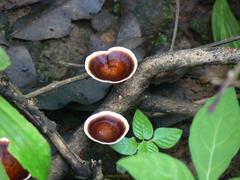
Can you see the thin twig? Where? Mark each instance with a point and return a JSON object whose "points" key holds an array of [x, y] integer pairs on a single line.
{"points": [[156, 103], [126, 95], [55, 85], [220, 43], [175, 24]]}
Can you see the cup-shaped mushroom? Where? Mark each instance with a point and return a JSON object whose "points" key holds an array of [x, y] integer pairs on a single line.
{"points": [[12, 167], [106, 127], [113, 66]]}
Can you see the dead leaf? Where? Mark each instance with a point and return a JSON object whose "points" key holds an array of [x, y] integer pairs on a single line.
{"points": [[56, 23]]}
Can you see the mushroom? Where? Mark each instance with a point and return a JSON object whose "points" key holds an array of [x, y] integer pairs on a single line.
{"points": [[12, 167], [106, 127], [113, 66]]}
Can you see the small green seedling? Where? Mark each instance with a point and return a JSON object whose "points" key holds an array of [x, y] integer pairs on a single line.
{"points": [[213, 142], [164, 138]]}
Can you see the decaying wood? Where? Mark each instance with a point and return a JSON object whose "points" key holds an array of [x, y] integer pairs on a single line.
{"points": [[127, 94], [155, 103]]}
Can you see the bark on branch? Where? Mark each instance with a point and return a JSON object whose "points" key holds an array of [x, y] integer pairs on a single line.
{"points": [[126, 95]]}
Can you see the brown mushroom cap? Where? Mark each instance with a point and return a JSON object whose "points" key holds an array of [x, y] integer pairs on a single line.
{"points": [[106, 127], [113, 66]]}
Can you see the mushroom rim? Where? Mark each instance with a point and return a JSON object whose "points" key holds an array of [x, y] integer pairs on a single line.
{"points": [[108, 113], [117, 48]]}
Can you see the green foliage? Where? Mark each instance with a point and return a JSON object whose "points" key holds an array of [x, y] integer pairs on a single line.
{"points": [[127, 146], [26, 143], [214, 140], [224, 23], [214, 136], [147, 146], [154, 166], [3, 174], [4, 59], [167, 137], [142, 128]]}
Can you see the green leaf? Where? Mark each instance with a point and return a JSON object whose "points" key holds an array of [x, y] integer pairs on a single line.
{"points": [[144, 147], [214, 136], [26, 144], [224, 23], [236, 178], [166, 137], [4, 59], [3, 174], [142, 127], [155, 166], [127, 146]]}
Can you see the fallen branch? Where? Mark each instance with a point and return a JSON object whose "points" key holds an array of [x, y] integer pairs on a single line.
{"points": [[126, 95], [155, 103]]}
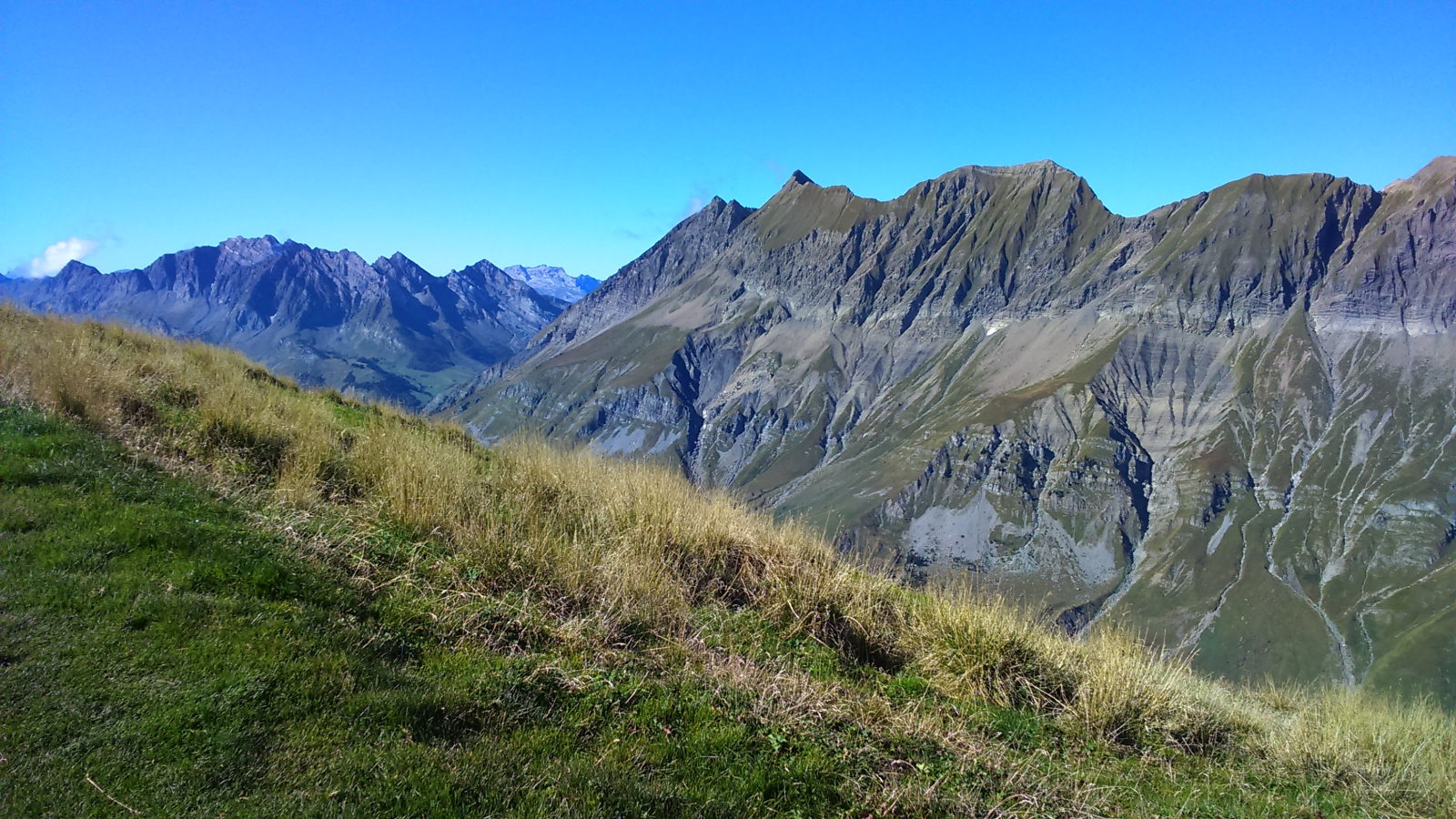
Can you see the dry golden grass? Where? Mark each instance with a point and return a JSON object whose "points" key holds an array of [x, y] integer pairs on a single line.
{"points": [[619, 551]]}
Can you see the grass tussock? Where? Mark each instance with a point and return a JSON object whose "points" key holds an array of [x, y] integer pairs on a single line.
{"points": [[625, 554]]}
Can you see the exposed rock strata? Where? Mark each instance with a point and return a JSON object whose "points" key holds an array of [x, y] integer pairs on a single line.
{"points": [[386, 329], [1227, 423]]}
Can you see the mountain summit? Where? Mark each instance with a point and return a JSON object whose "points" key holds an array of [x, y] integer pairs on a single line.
{"points": [[553, 281], [1227, 423], [386, 329]]}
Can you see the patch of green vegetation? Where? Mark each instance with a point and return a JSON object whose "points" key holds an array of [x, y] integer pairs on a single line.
{"points": [[157, 644], [160, 652]]}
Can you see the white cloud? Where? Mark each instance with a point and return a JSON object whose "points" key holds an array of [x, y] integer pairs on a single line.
{"points": [[55, 258]]}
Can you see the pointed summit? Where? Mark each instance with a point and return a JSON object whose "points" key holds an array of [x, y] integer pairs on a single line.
{"points": [[798, 178]]}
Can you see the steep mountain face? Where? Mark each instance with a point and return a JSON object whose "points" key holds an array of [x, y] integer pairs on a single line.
{"points": [[386, 329], [553, 281], [1228, 423]]}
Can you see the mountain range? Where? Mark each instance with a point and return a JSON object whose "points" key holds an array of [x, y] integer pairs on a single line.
{"points": [[386, 329], [1229, 423], [553, 281]]}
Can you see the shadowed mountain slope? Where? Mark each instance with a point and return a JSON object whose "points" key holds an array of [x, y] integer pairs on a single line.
{"points": [[1228, 421], [386, 329]]}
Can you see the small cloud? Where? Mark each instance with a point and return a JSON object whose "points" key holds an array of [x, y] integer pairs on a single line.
{"points": [[55, 258], [695, 203]]}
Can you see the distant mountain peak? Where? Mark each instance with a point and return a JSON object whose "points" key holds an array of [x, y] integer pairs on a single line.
{"points": [[555, 281]]}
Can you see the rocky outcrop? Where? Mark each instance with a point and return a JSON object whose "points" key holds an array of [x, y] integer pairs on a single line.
{"points": [[1227, 423], [386, 329]]}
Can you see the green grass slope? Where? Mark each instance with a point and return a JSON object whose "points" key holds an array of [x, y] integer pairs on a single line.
{"points": [[222, 595]]}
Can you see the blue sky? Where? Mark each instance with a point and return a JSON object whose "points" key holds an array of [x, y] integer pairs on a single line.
{"points": [[577, 135]]}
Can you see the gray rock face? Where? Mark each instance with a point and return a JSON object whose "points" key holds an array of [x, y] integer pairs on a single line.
{"points": [[553, 281], [386, 329], [1228, 423]]}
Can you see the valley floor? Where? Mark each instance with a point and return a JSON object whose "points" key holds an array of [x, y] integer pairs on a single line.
{"points": [[162, 652], [226, 596]]}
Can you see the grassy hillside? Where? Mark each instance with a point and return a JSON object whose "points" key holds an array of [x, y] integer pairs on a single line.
{"points": [[226, 595]]}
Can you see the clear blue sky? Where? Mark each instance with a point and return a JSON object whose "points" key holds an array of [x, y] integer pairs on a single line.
{"points": [[577, 135]]}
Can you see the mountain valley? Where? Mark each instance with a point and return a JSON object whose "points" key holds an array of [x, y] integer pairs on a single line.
{"points": [[386, 329], [1227, 423]]}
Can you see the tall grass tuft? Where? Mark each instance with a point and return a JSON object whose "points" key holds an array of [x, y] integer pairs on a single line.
{"points": [[623, 551]]}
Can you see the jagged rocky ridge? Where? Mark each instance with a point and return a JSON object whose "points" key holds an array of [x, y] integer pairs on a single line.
{"points": [[386, 329], [1228, 423]]}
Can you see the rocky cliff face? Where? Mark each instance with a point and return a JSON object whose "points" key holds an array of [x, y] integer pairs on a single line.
{"points": [[1228, 423], [386, 329]]}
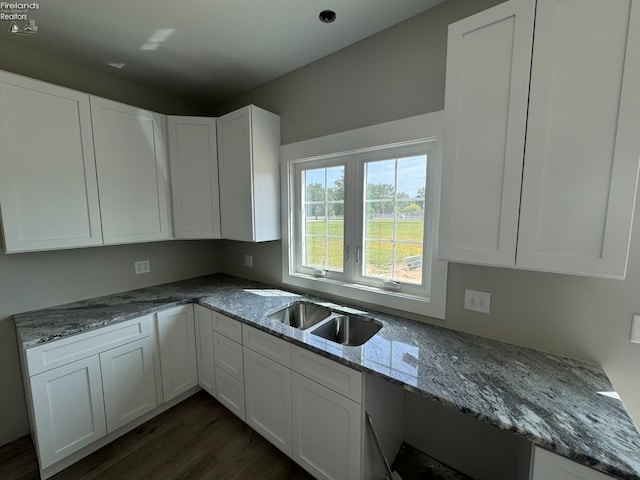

════════

## EXERCISE DETAILS
Please print the entries exactly as they stand. Images are not part of the copy.

## YOUR RESPONSE
Can you see the thin twig? Where? Mark each instance with a point and return a JSON object whose "points" key holds an array of [x, y] integer pairs on a single line.
{"points": [[156, 103], [126, 95], [55, 85], [220, 43], [175, 24]]}
Can you see the cup-shaped mushroom? Where? Mark each instance with a point and return a JSON object whose "points" key holds an array of [x, y] integer pairs on a single line.
{"points": [[12, 167], [106, 127], [113, 66]]}
Can you see the dead leaf? Where? Mark each instance with a point and return a JSON object whose "points" key holds an array of [x, y] integer pairs on a single line.
{"points": [[56, 23]]}
Can you see the mushroom? Where? Mark each instance with a point and return a JSON object whose "points" key holds an array of [x, y] integer pairs on a single line.
{"points": [[12, 167], [106, 127], [113, 66]]}
Can you see the small green seedling? Where? Mark each instance with a point and return a JSON object whose "points" key holds an array of [x, y] integer pairs on a single line.
{"points": [[213, 142], [164, 138]]}
Can you see the decaying wood? Where? Mark each instance with a point and return a JSON object whose "points" key holds an array of [x, y] integer pairs on a single line.
{"points": [[127, 94], [155, 103]]}
Can you see the bark on branch? Where? Mark each instance with a point and return a JSON object whose "points" key holds an array of [x, y] integer pairs on a single line.
{"points": [[126, 95]]}
Can you see the brown mushroom cap? Where? Mark each instance with a point and return a JSON object whose "points" key holds an array of [x, y] integer pairs on a single line.
{"points": [[106, 127], [113, 66]]}
Can you see the mushroom rim? Where? Mark each instance with a point and return a JSON object whose "points" key holds an array of [x, y] integer pairs on a single line.
{"points": [[108, 113], [117, 48]]}
Can you see the green foliage? Where? Mark each instance with a point and return a JSON object whose "points" key holds an array of [x, y] integer pairs on a single line.
{"points": [[127, 146], [26, 143], [214, 140], [224, 23], [214, 136], [147, 146], [154, 166], [3, 174], [4, 59], [167, 137], [142, 128]]}
Can you see the green leaf? Where? Mark each instance with a point and return a JSON object whose "points" key holds an array of [x, y] integer pairs on a single line.
{"points": [[144, 147], [214, 136], [26, 144], [224, 23], [236, 178], [166, 137], [4, 59], [3, 174], [142, 127], [155, 166], [127, 146]]}
Can you see the fallen branch? Where? Mark each instance with a point and return a JSON object whose "points" key holds an array of [x, y] integer pairs on a single line.
{"points": [[126, 95], [155, 103]]}
Can you see the dry golden grass? Where? Mark each instance with a point and return a JSON object whose "points" key holds an array of [x, y] integer pairs on a single line.
{"points": [[619, 551]]}
Can you see the grass tussock? Where? Mark each instance with a point and return a JSON object whose "points" key holds an array of [x, y] integer pairs on a single line.
{"points": [[625, 554]]}
Can you see the exposed rock strata? Where? Mark each instance with a point and return a JSON object whose "points" key holds an array of [x, y] integer pairs on a single line.
{"points": [[386, 329], [1227, 423]]}
Can you see the mountain summit? Where? Mark each instance with a point and return a JSON object whose "points" key holds an array of [x, y] integer pairs on a single line.
{"points": [[553, 281], [1227, 423], [386, 329]]}
Can you see the patch of green vegetation? Where? Mark each instance with a point and return a JSON object whose "points" key holds an array of [x, y] integer pairs on a single line.
{"points": [[157, 644], [160, 652]]}
Can you see the white cloud? Where? Mark each instance with a point and return a JSON object whose "points" key holds an array of [x, y] integer pairs on a single line.
{"points": [[55, 258]]}
Can you see the pointed summit? Where? Mark each instance with a point and return a JSON object whose "points" key holds an array of [x, y] integer pairs on a single line.
{"points": [[798, 178]]}
Can you see the steep mountain face? Where? Mark each instance with a point and return a JSON object whose "points" key holds an array of [x, y] integer pairs on a single line.
{"points": [[386, 329], [553, 281], [1228, 423]]}
Can you see the mountain range? Where? Mark each instance with a point and return a JSON object whose "points" key holds an array of [x, y] integer pairs on a single line.
{"points": [[386, 329], [1229, 423], [553, 281]]}
Can you see the shadowed mountain slope? Where? Mark each instance with a point and return a JSON object whose "points" key holds an array of [x, y] integer pairs on a single line.
{"points": [[1228, 421], [386, 329]]}
Can you see the small cloud? Where? Mark each instance with a point and return a JSON object whose "points" key holds an array of [x, y] integer pairs on a single line.
{"points": [[55, 258], [695, 203]]}
Can you see the distant mountain peak? Where? Mark each instance with a point and return a JSON object whose "points" key holds an array of [x, y] integer pairs on a single line.
{"points": [[555, 281]]}
Can you see the rocky outcrop? Where? Mark each instance with a point and return a JSON object whose "points" key holds an array of [x, y] integer pairs on a single line.
{"points": [[1227, 423], [386, 329]]}
Can you see the green grass slope? Where? Mark each instance with a point and return a JSON object whose "points" key holds an array of [x, y] integer pairs on a single line.
{"points": [[222, 595]]}
Can you see the blue sky? Where? Mark each instance with a point and return a JSON object whose "points" key holds an array of [x, y] integer pairs on a single line.
{"points": [[577, 135]]}
Can you see the gray rock face? Where? Mark each instance with a point and return a JSON object whose "points" key holds an array of [x, y] integer pairs on a single line.
{"points": [[553, 281], [386, 329], [1228, 423]]}
Can you see the valley floor? Where? Mark each instance with a point and return a JSON object whose "points" key holds an array of [x, y] integer pairs on a single line.
{"points": [[162, 652], [226, 596]]}
Can you see the grassy hillside? Where? Mark each instance with a point and return a JSON object whose "points" key holds an array of [x, y] integer pairs on a single line.
{"points": [[226, 595]]}
Can you see the clear blue sky? Where? Mark each instance with a point and return a JSON object whose "points" key holds an array of [x, y] integer pairs on a single line.
{"points": [[577, 135]]}
Can you see the mountain valley? Where? Mark each instance with a point and return a JSON object whose "points" key holds an array of [x, y] integer pairs on a single line.
{"points": [[386, 329], [1227, 423]]}
Can you see the tall grass tuft? Where? Mark each instance with a point and return a JSON object whose "points" key holds an array of [x, y] integer pairs on a single line.
{"points": [[623, 551]]}
Can you see the jagged rocky ridge? Where? Mark each instance with a point and return a JSON object whose "points" key holds an array of [x, y] integer pairs on a single line.
{"points": [[386, 329], [1228, 423]]}
Can you see the rocky cliff face? Where? Mark each instance with a point and return a JSON object whose "points" key holds an array of [x, y] integer pairs on a single line.
{"points": [[1228, 423], [386, 329]]}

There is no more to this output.